=== Section Start ===

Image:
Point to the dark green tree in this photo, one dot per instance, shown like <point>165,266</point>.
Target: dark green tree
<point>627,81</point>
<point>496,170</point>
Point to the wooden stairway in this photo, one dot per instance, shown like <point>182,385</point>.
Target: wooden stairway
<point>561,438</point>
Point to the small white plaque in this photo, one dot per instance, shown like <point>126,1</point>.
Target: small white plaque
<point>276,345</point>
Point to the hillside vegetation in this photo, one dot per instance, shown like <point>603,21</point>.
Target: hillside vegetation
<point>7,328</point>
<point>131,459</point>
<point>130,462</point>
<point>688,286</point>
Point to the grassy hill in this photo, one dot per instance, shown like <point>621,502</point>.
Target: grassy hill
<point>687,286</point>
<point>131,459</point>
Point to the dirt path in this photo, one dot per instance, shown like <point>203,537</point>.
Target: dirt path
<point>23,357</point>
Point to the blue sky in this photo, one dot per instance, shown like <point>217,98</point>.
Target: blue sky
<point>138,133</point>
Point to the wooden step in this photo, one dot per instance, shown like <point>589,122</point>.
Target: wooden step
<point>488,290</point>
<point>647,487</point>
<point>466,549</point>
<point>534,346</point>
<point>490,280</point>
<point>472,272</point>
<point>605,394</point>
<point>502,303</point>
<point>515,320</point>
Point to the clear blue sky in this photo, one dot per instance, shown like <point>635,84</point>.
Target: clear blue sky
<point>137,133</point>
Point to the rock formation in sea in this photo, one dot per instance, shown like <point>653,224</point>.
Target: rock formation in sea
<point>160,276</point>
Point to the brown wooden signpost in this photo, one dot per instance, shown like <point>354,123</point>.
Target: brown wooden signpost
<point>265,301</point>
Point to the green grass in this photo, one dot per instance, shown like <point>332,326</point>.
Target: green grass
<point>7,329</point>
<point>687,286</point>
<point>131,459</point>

=== Section End ===

**Problem description**
The records above need to be retyped in full, exactly as given.

**Answer**
Image:
Point to the dark green tree in this photo, one dot per instance, shown like <point>165,266</point>.
Target: dark green tree
<point>627,81</point>
<point>496,170</point>
Point to the wooden stairway in this photo, one dot per instance, shown like <point>182,385</point>.
Target: wooden stairway
<point>561,438</point>
Point to the small white plaque in this photo, one dot per instance, shown like <point>126,1</point>.
Target: small white plaque
<point>276,345</point>
Point to the hillside vegetation in this photo, one dot per instance, shown like <point>603,21</point>.
Target: hillside vegetation
<point>7,328</point>
<point>131,459</point>
<point>130,462</point>
<point>688,286</point>
Point to the grassy hill in this photo, one dot per instance, shown like <point>621,502</point>.
Target: grassy hill
<point>687,286</point>
<point>131,459</point>
Point to the dirt path in this photo, one dot per instance, shown like <point>203,537</point>.
Target: dirt path
<point>23,357</point>
Point to the blue sky in this photo, one dot per instance, shown like <point>217,98</point>.
Target: blue sky
<point>138,133</point>
Point to the wooden step in this photo, one dot per instance, shown like <point>589,122</point>.
Target: wooden step
<point>488,290</point>
<point>647,487</point>
<point>466,549</point>
<point>534,346</point>
<point>490,280</point>
<point>472,272</point>
<point>605,394</point>
<point>502,303</point>
<point>515,320</point>
Point to the clear blue sky in this photo, one dot per instance, shown like <point>635,84</point>.
Target: clear blue sky
<point>137,133</point>
Point to the rock formation in sea in this photo, one dot per instance, shown like <point>653,224</point>.
Target: rock formation in sea
<point>160,276</point>
Point to the brown wooden signpost in this photo, one dot per instance, shown like <point>354,123</point>.
Target: brown wooden signpost
<point>265,301</point>
Point to the green grass in this photo, one dot per instance, shown like <point>332,326</point>.
Target: green grass
<point>7,329</point>
<point>687,286</point>
<point>131,459</point>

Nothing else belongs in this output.